═══ Data entries ═══

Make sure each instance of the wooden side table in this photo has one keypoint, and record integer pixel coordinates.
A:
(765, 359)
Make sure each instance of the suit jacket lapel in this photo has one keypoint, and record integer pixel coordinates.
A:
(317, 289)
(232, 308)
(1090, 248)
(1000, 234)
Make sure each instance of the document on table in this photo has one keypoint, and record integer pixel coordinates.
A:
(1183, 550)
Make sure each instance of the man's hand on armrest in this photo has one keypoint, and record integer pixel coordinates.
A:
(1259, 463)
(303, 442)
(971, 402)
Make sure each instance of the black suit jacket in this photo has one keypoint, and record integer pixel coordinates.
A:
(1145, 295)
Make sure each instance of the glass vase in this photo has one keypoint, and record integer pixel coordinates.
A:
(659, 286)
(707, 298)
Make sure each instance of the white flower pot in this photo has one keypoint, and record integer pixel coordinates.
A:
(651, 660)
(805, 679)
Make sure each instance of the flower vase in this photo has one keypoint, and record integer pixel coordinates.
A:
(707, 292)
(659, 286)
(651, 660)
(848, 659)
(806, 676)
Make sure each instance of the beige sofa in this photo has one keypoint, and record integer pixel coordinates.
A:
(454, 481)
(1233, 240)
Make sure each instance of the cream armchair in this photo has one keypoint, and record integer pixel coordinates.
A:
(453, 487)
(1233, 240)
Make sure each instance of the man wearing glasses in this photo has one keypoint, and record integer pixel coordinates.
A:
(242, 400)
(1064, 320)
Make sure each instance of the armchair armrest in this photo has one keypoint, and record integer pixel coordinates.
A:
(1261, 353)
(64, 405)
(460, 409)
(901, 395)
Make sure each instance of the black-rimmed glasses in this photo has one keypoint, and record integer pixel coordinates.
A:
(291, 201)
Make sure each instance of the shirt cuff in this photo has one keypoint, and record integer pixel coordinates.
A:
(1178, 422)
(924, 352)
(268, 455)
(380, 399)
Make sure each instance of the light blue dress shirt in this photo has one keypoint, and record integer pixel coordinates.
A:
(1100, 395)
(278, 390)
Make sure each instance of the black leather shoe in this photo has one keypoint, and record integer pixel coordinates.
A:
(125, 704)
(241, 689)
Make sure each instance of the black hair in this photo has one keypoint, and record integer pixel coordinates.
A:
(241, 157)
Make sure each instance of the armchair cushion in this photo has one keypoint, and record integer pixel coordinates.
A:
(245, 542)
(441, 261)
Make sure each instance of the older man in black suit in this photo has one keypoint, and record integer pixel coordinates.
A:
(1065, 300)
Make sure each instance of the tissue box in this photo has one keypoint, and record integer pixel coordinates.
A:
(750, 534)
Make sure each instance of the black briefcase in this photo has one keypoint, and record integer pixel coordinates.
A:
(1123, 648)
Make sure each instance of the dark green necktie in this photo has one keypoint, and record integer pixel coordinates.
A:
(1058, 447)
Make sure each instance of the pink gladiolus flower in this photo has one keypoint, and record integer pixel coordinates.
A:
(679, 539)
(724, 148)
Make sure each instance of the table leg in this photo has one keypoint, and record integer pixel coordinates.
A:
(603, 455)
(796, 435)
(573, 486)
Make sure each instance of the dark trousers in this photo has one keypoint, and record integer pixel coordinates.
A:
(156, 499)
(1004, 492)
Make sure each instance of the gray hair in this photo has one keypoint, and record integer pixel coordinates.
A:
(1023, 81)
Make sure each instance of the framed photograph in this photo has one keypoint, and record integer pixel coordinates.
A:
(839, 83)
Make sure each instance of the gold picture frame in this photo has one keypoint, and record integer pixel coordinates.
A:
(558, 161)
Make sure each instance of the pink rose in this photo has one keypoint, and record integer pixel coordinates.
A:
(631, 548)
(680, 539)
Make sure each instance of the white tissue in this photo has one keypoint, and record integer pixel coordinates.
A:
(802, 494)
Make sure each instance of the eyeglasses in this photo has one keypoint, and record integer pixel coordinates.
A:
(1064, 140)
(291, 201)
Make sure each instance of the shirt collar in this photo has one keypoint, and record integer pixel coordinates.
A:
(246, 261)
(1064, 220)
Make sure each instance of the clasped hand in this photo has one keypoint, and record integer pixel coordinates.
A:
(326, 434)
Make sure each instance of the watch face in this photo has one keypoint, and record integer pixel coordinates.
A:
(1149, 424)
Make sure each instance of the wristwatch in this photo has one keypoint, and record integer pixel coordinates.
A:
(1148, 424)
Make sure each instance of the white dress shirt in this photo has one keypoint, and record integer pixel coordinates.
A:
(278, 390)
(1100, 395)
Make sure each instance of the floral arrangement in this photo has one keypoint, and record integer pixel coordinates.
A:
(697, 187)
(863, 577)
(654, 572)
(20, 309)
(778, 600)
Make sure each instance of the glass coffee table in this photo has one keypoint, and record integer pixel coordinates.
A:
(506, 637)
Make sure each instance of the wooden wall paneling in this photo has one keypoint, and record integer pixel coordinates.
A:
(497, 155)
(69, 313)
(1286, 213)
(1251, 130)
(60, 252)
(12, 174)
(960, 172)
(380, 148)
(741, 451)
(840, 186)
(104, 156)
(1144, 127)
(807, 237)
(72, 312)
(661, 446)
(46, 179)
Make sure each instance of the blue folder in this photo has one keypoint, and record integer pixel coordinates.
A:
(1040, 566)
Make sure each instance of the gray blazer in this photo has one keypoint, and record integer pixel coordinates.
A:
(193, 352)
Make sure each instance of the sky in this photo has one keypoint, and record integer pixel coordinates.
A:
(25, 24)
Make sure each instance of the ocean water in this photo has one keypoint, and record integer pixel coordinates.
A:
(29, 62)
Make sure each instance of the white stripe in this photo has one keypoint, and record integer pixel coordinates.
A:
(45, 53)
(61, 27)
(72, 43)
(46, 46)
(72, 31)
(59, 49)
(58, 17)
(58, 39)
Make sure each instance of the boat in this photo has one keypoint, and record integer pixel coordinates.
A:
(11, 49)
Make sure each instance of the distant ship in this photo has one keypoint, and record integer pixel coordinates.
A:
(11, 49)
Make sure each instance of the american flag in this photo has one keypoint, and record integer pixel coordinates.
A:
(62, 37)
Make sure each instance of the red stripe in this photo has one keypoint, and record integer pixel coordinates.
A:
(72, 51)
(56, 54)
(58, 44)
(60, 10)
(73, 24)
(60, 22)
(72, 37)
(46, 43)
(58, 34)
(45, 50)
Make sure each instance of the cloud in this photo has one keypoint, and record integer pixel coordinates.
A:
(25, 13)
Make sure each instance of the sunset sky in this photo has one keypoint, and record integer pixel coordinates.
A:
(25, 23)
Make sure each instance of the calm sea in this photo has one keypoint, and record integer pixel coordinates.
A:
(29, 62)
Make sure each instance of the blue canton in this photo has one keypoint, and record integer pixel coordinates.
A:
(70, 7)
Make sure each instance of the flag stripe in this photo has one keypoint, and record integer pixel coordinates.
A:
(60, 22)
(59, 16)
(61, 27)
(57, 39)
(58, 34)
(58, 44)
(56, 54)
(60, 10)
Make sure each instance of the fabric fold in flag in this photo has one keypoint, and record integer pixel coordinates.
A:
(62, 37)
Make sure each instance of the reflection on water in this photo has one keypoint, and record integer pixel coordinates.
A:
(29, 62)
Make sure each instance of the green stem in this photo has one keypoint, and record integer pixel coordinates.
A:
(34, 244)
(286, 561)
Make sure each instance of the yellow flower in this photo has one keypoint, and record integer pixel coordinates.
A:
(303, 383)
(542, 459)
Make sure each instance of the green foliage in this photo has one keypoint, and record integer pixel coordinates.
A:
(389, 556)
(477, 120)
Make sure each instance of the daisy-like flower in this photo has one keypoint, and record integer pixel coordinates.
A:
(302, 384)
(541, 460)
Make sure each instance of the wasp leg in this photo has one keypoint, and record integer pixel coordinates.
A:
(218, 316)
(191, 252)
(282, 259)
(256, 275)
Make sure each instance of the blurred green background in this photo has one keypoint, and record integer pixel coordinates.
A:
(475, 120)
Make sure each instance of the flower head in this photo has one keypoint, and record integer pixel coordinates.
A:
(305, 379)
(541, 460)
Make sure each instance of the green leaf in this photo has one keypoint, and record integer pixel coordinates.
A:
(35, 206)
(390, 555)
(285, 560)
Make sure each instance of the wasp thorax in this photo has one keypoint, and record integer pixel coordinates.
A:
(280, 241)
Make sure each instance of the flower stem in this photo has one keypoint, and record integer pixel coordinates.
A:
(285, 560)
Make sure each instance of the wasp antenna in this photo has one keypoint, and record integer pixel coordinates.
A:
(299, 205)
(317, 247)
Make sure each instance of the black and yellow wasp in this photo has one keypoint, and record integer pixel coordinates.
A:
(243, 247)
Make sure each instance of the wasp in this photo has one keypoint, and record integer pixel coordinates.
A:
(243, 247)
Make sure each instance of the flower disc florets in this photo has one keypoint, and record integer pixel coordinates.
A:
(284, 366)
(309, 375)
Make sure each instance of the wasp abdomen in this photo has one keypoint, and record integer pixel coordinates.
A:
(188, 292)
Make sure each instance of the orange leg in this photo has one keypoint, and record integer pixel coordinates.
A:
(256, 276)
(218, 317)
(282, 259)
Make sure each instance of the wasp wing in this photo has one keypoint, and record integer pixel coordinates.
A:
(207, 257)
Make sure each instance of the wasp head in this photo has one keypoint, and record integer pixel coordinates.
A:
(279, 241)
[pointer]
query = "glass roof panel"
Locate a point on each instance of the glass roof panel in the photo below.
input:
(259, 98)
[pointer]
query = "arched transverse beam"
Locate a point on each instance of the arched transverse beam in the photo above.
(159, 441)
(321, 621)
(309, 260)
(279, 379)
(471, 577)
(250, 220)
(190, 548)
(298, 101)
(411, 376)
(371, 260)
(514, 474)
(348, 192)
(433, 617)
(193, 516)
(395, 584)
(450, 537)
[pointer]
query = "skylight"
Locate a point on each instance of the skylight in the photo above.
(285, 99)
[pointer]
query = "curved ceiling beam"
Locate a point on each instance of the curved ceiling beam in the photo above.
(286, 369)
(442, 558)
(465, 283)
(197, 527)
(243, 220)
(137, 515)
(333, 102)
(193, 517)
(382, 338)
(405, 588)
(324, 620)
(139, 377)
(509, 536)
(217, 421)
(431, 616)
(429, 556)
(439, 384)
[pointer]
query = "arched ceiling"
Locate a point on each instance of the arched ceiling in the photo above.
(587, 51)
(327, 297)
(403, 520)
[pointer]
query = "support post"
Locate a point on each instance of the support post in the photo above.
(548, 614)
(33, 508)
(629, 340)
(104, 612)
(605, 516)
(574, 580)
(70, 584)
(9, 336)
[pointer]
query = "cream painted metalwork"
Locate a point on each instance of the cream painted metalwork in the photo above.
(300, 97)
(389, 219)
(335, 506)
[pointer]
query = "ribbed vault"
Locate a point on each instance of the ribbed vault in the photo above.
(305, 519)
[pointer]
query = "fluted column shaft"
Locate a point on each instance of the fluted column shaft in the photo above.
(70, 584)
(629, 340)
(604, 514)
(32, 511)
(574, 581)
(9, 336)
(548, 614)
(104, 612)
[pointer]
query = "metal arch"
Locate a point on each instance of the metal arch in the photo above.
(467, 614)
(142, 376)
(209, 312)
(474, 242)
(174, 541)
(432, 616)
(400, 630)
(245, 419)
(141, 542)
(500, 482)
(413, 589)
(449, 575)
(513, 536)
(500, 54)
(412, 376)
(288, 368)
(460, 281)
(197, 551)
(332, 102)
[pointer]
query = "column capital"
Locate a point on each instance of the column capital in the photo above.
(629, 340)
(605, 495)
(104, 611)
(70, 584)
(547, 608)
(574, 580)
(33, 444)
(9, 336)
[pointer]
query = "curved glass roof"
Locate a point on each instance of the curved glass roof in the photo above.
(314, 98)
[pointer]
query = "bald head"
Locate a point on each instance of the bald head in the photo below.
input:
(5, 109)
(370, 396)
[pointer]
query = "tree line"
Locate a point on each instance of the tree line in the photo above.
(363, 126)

═══

**Set exercise**
How many lines of the records above contain the string "flag"? Case counts. Reply with the number alone.

**Completed exercise**
3